What to work on: Copy the listing below word for word, keeping every line and its order unchanged.
--- Raw records ---
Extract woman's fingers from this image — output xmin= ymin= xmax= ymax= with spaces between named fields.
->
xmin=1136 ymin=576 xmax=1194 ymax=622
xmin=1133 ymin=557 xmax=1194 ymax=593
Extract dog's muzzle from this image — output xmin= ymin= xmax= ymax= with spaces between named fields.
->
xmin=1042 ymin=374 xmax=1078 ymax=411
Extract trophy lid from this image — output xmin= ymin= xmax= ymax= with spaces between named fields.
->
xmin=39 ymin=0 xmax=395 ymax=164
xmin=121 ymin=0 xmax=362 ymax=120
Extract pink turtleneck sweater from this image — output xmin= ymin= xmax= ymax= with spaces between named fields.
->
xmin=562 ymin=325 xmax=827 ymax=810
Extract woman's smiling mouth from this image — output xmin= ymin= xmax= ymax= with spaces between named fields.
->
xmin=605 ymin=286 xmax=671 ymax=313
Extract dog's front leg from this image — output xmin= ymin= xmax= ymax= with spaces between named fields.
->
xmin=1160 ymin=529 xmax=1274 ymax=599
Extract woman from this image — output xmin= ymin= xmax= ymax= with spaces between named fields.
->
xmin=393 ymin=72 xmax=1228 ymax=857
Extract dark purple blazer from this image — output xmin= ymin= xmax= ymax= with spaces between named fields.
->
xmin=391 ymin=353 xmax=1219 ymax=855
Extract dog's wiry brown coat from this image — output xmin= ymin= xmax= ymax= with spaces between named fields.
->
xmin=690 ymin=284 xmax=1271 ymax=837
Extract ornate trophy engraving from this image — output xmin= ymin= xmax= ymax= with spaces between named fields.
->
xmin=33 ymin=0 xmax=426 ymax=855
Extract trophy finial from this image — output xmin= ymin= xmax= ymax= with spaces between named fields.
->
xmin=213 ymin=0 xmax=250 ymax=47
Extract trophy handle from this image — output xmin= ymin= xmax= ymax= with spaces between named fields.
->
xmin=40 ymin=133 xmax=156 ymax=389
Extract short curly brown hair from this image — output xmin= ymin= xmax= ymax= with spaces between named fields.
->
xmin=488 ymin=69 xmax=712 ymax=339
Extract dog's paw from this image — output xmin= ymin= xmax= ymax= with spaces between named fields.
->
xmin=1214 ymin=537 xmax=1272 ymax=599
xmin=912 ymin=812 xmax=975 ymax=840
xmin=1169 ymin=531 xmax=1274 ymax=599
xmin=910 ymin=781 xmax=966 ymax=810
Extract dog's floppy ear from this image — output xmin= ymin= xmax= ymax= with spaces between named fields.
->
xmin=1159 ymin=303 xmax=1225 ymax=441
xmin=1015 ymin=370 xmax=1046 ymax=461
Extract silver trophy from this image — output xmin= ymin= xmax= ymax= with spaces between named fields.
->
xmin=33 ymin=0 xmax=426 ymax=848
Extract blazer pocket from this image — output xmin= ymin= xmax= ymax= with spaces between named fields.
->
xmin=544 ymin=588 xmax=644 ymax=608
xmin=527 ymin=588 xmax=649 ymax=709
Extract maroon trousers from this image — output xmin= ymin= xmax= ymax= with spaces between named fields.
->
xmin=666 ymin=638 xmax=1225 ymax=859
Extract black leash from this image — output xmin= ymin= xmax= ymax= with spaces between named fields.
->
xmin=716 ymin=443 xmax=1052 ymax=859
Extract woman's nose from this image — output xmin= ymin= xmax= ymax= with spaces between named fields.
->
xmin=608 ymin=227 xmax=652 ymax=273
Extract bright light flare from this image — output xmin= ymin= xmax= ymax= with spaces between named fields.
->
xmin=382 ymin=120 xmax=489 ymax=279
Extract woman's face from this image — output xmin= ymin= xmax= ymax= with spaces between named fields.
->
---
Finished exercise:
Extract woman's fingers from this image — output xmin= ymin= xmax= ymax= with spaces between named fields.
->
xmin=1136 ymin=576 xmax=1194 ymax=622
xmin=1133 ymin=557 xmax=1194 ymax=593
Extract dog's muzzle from this image — output xmin= ymin= xmax= ymax= with spaces between named fields.
->
xmin=1042 ymin=374 xmax=1078 ymax=411
Extract trophy lid from this image — output xmin= ymin= xmax= ymax= with spaces between named fields.
->
xmin=39 ymin=0 xmax=395 ymax=164
xmin=121 ymin=0 xmax=362 ymax=120
Extract pink turtleneck sweater from this image — output xmin= ymin= xmax= ymax= with spaces between named fields.
->
xmin=562 ymin=325 xmax=827 ymax=810
Extract woman's smiling mouth from this image — output xmin= ymin= xmax= ymax= with spaces between named fields.
->
xmin=605 ymin=286 xmax=671 ymax=313
Extract dog's front leg from this image — output xmin= ymin= xmax= ymax= with spaces between named fields.
->
xmin=1160 ymin=529 xmax=1274 ymax=599
Extract woman from this image — output xmin= ymin= xmax= ymax= with spaces between named fields.
->
xmin=393 ymin=72 xmax=1228 ymax=857
Extract dark purple blazer from this image — output xmin= ymin= xmax= ymax= with spaces between named fields.
->
xmin=391 ymin=353 xmax=1219 ymax=855
Extract dog's wiry brown coat from this image — output xmin= ymin= xmax= ymax= with spaces between named fields.
->
xmin=690 ymin=284 xmax=1271 ymax=837
Extract ornate trophy engraving from this image — output xmin= ymin= xmax= ymax= with spaces between named fields.
->
xmin=33 ymin=0 xmax=426 ymax=855
Extract trophy finial from this image — output xmin= ymin= xmax= ymax= with spaces between named fields.
->
xmin=213 ymin=0 xmax=250 ymax=47
Extract trophy handle from this image — output xmin= ymin= xmax= ymax= with spaces between named fields.
->
xmin=40 ymin=133 xmax=156 ymax=389
Extract short curly brown hair from this image — output xmin= ymin= xmax= ymax= with spaces between named fields.
->
xmin=488 ymin=69 xmax=712 ymax=339
Extract dog's paw from this image — output xmin= ymin= xmax= ymax= with spaces between named fields.
->
xmin=1214 ymin=537 xmax=1272 ymax=599
xmin=912 ymin=812 xmax=975 ymax=840
xmin=1169 ymin=531 xmax=1274 ymax=599
xmin=910 ymin=781 xmax=966 ymax=810
Extract dog's floppy ear from this image — output xmin= ymin= xmax= ymax= with spaces between named fields.
->
xmin=1159 ymin=303 xmax=1225 ymax=441
xmin=1015 ymin=370 xmax=1046 ymax=461
Extract silver trophy from this image — output xmin= ymin= xmax= ymax= with spaces between named fields.
->
xmin=33 ymin=0 xmax=426 ymax=848
Extract blazer pocket from this image — output xmin= ymin= xmax= ymax= with spaces between named fields.
->
xmin=544 ymin=588 xmax=644 ymax=608
xmin=527 ymin=588 xmax=649 ymax=709
Extract maroon trousers from this image — output xmin= ymin= xmax= ymax= with spaces between named fields.
->
xmin=666 ymin=638 xmax=1225 ymax=859
Extract black leash from this image — output xmin= ymin= xmax= ymax= with spaces between named fields.
->
xmin=716 ymin=443 xmax=1052 ymax=859
Extract woman's nose from this image — output xmin= ymin= xmax= ymax= with spaces between named fields.
->
xmin=608 ymin=227 xmax=652 ymax=273
Extract bright light flare from this image — output xmin= ymin= xmax= ymax= with spaces between named fields.
->
xmin=382 ymin=120 xmax=489 ymax=279
Extract woman's face from this image — output xmin= ymin= xmax= ymax= with spaces between named fields.
->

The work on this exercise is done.